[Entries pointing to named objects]
★ ★ ★ ★ ★ ★ ★

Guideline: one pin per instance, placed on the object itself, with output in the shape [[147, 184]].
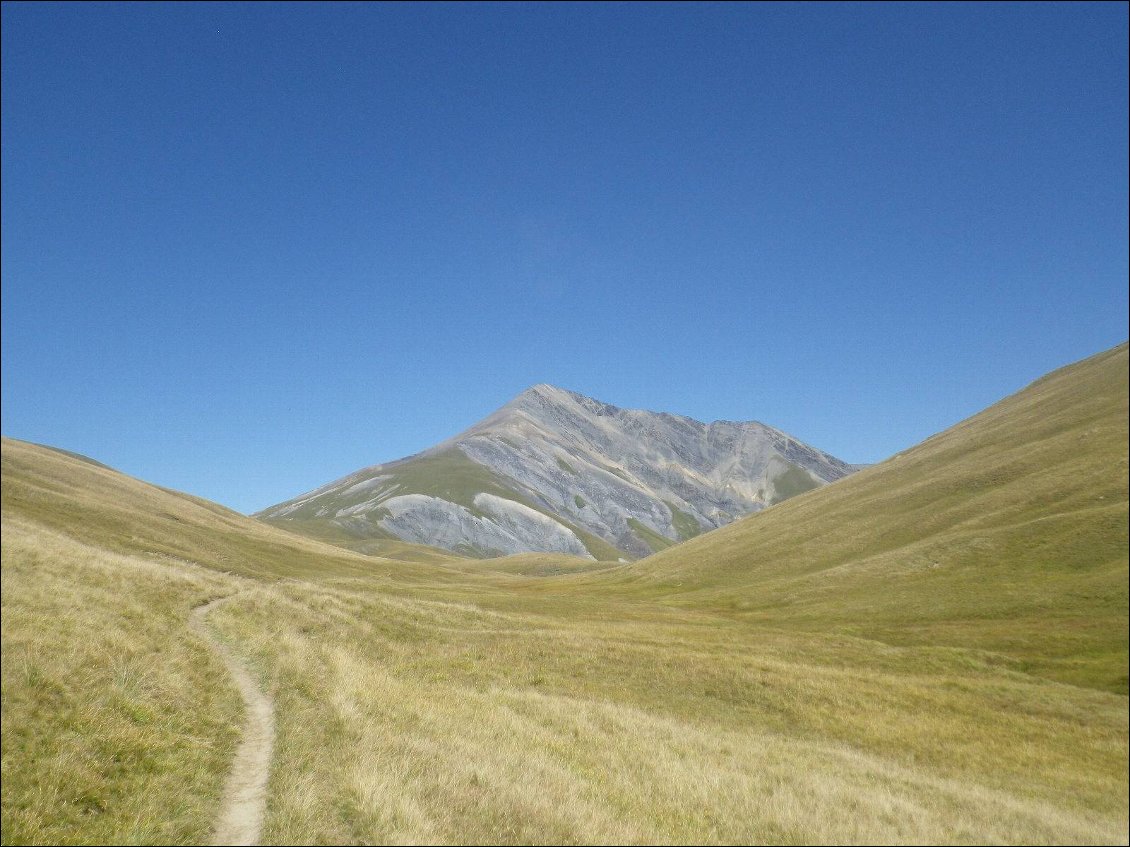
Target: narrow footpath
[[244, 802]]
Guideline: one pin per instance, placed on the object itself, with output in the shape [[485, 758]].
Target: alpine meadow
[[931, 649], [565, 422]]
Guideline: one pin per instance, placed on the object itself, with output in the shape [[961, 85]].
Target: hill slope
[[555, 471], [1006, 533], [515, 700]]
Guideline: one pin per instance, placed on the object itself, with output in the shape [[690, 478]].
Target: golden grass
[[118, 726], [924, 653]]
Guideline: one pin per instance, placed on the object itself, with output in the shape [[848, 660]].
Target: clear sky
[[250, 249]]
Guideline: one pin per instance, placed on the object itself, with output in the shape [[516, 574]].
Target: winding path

★ ★ ★ ★ ★ ★ ★

**Written instruction**
Turn the lines of the items above into a JSON list of strings, one string per line and with blank lines left out. Begin at the line that contains "shape [[516, 574]]." and stop at the end of the items.

**Written solution**
[
  "Guideline: one pin per instance, placed on the object itself, with output in the shape [[516, 574]].",
  "Target: winding path"
]